* [STATED PROBLEM]
Copy each of the records below word for word, keeping every line unchanged.
•••••
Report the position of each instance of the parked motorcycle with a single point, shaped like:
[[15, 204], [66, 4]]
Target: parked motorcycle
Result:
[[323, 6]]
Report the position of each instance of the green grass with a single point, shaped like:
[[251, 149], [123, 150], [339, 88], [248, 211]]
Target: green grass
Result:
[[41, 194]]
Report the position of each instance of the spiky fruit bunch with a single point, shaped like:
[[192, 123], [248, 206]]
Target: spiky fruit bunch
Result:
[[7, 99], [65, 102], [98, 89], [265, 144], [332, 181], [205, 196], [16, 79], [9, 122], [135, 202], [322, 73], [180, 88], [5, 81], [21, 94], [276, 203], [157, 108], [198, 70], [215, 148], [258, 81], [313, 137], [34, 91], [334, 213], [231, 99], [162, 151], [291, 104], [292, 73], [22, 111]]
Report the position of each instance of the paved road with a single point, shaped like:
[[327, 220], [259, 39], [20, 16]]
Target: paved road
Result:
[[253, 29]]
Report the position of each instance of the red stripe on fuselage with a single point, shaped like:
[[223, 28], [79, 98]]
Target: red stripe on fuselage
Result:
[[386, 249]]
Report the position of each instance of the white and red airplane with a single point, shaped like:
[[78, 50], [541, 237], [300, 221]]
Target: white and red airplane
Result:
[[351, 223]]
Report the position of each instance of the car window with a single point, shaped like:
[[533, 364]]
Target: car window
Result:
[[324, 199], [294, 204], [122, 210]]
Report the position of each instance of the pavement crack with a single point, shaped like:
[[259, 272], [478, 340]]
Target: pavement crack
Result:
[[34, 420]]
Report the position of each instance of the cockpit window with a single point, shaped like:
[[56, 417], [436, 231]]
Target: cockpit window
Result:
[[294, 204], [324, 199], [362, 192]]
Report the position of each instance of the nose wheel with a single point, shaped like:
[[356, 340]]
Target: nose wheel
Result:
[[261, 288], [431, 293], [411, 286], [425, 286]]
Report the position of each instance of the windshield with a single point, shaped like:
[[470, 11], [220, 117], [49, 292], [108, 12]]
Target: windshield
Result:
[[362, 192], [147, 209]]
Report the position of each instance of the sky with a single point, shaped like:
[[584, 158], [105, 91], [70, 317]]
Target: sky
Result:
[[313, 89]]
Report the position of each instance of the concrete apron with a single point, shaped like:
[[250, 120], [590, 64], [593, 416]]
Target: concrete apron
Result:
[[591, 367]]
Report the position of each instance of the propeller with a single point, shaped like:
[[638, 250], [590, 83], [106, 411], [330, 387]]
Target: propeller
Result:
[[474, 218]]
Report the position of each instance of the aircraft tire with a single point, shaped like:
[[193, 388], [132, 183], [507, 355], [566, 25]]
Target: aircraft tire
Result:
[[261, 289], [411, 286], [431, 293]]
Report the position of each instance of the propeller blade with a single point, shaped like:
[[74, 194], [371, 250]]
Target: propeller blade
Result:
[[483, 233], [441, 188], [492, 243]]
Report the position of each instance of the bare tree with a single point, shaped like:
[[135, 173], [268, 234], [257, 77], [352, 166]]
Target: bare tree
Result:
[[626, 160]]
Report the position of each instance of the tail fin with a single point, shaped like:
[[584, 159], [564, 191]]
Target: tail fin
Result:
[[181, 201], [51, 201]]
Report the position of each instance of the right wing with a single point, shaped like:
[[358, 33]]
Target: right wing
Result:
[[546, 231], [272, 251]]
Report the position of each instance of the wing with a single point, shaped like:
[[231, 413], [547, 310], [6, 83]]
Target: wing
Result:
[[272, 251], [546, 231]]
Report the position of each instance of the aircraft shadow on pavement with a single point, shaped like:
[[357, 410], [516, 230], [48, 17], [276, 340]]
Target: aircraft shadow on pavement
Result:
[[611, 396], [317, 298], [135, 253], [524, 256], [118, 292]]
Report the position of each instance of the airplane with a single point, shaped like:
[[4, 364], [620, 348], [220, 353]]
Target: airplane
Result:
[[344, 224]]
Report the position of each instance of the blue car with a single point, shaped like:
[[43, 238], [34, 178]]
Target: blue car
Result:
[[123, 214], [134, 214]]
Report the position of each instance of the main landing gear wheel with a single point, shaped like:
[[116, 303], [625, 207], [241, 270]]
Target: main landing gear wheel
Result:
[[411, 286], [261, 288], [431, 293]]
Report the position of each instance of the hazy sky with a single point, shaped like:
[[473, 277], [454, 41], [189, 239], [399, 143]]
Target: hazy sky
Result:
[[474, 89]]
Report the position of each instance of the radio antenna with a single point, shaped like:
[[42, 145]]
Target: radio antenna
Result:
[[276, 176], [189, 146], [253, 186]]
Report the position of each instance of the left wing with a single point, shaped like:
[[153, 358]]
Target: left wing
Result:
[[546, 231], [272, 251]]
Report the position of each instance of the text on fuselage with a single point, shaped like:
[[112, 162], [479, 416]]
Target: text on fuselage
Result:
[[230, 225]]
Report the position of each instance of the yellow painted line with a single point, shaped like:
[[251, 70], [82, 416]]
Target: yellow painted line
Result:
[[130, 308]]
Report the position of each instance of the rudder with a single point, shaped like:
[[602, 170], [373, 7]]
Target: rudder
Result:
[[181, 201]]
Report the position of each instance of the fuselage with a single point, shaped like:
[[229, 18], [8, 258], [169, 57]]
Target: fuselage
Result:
•••••
* [SOLUTION TO THIS EXERCISE]
Report the position of each instance of the parked motorcycle with a single point, shaped like:
[[15, 204], [66, 4]]
Target: parked motorcycle
Result:
[[323, 6]]
Report the position of each instance of the green grass with a single point, shaped like:
[[251, 149], [123, 150], [339, 88], [248, 211]]
Target: green grass
Result:
[[41, 194]]
Report the position of each instance of the spiky fruit bunch with a single point, shaped like:
[[192, 123], [248, 206]]
Target: spiky fruit bunch
Result:
[[7, 99], [65, 102], [98, 89], [265, 144], [332, 181], [205, 196], [16, 79], [9, 122], [135, 202], [322, 73], [180, 88], [5, 81], [21, 94], [276, 203], [157, 108], [198, 70], [215, 148], [258, 81], [313, 137], [34, 91], [334, 213], [231, 99], [162, 151], [291, 104], [292, 73], [22, 111]]
Report the position of each instance of the paved road with a single point, shaped like:
[[327, 220], [259, 39], [20, 16]]
Target: paved road
Result:
[[253, 29]]
Report the position of each instance of the red stripe on fuselage with a single point, shaped like:
[[223, 28], [79, 98]]
Target: red stripe on fuselage
Result:
[[386, 249]]
Report the position of each instance of the white and red airplane with a single point, shaped like:
[[78, 50], [541, 237], [300, 221]]
Target: white and red airplane
Result:
[[351, 223]]
Report the position of each instance of the car window with a single point, shaped like:
[[533, 364]]
Target: car window
Result:
[[324, 199], [294, 204], [122, 210]]
Report the position of each instance of the pavement crack with a single point, shaped like:
[[259, 272], [478, 340]]
Target: pavement crack
Result:
[[34, 420]]
Report the position of each instance of the cockpit window with a single point, shaped like:
[[56, 417], [436, 231]]
Target: cockpit window
Result:
[[294, 204], [324, 199], [362, 192]]
Report the position of each instance of the nose wheel with a single point, shaped like:
[[356, 340]]
Target: nose wheel
Result:
[[261, 288], [431, 293], [411, 286], [425, 286]]
Report the position of each instance of the windshield with a single point, shaped like:
[[470, 11], [220, 117], [49, 292], [108, 12]]
Target: windshield
Result:
[[362, 192], [147, 209]]
Report the position of each instance of the sky with a single point, shaped like:
[[584, 158], [105, 91], [70, 317]]
Target: sky
Result:
[[313, 89]]
Report the position of each instance of the concrete apron with a single point, shaped like:
[[250, 120], [590, 64], [593, 416]]
Target: concrete apron
Result:
[[591, 367]]
Report the position of each instance of the propeller with a single point, shaped like:
[[638, 250], [590, 83], [106, 411], [330, 387]]
Target: propeller
Result:
[[474, 218]]
Report the position of each instance of the aircraft tire with a single point, shaped like:
[[193, 388], [132, 183], [507, 355], [566, 25]]
Target: aircraft tire
Result:
[[261, 289], [411, 286], [431, 293]]
Report the position of each instance of the propeller blade with a single point, shaped like:
[[74, 194], [371, 250]]
Target: propeller blade
Result:
[[483, 233], [441, 188], [492, 243]]
Report the position of each instance of the bare tree with a single point, shaped like:
[[135, 173], [268, 234], [257, 77], [352, 166]]
Target: bare tree
Result:
[[626, 160]]
Report the position of each instance of the tail fin with a single point, shaped like:
[[584, 159], [564, 191]]
Target: tail fin
Result:
[[181, 201], [51, 201]]
Report the position of each instance of the right wing with a single point, shaped like:
[[358, 33]]
Target: right wing
Result:
[[546, 231], [272, 251]]
Report the position of each instance of the wing with a single point, shaped like:
[[231, 413], [547, 310], [6, 83]]
Target: wing
Result:
[[272, 251], [546, 231]]
Report the position of each instance of the aircraft shadow on pavement with a single point, shaped like:
[[357, 410], [516, 230], [48, 17], [276, 340]]
Target: aircraft shadow on pavement
Result:
[[611, 396], [317, 298], [135, 253], [524, 256], [118, 292]]
Report the position of each instance of the airplane with a single point, shaped like:
[[4, 364], [620, 348], [220, 353]]
Target: airplane
Result:
[[344, 224]]
Report the position of each instance of the blue car with a single point, shaped like:
[[43, 238], [34, 178]]
Target: blue car
Result:
[[123, 214], [134, 214]]
Report the position of each instance of the main landing gear wheel with a single point, shaped like:
[[116, 303], [625, 207], [241, 270]]
Target: main landing gear wheel
Result:
[[411, 286], [261, 288], [431, 293]]
Report the position of each instance of the hazy sky with a single point, shaped like:
[[473, 277], [454, 41], [189, 239], [399, 143]]
Target: hazy sky
Result:
[[474, 89]]
Report the position of each instance of the radio antenna with a single point, shaped like:
[[42, 145]]
Target: radio antenna
Result:
[[276, 176], [189, 146], [253, 186]]
Report the position of each instance of the left wing with a single point, shaped like:
[[153, 358]]
Target: left wing
Result:
[[546, 231], [272, 251]]
Report the position of each instance of the text on fuselage with a single point, shaped like:
[[112, 162], [479, 416]]
Target: text on fuselage
Result:
[[230, 225]]
Report the position of each instance of the yellow painted line with a single point, shaped like:
[[251, 70], [82, 416]]
Target: yellow painted line
Result:
[[130, 308]]
Report the position of each instance of the rudder with a single point, shaped like:
[[602, 170], [373, 7]]
Target: rudder
Result:
[[181, 201]]
Report the position of each instance of the fuselage with a single point, shaped like:
[[229, 18], [8, 258], [169, 57]]
Target: fuselage
Result:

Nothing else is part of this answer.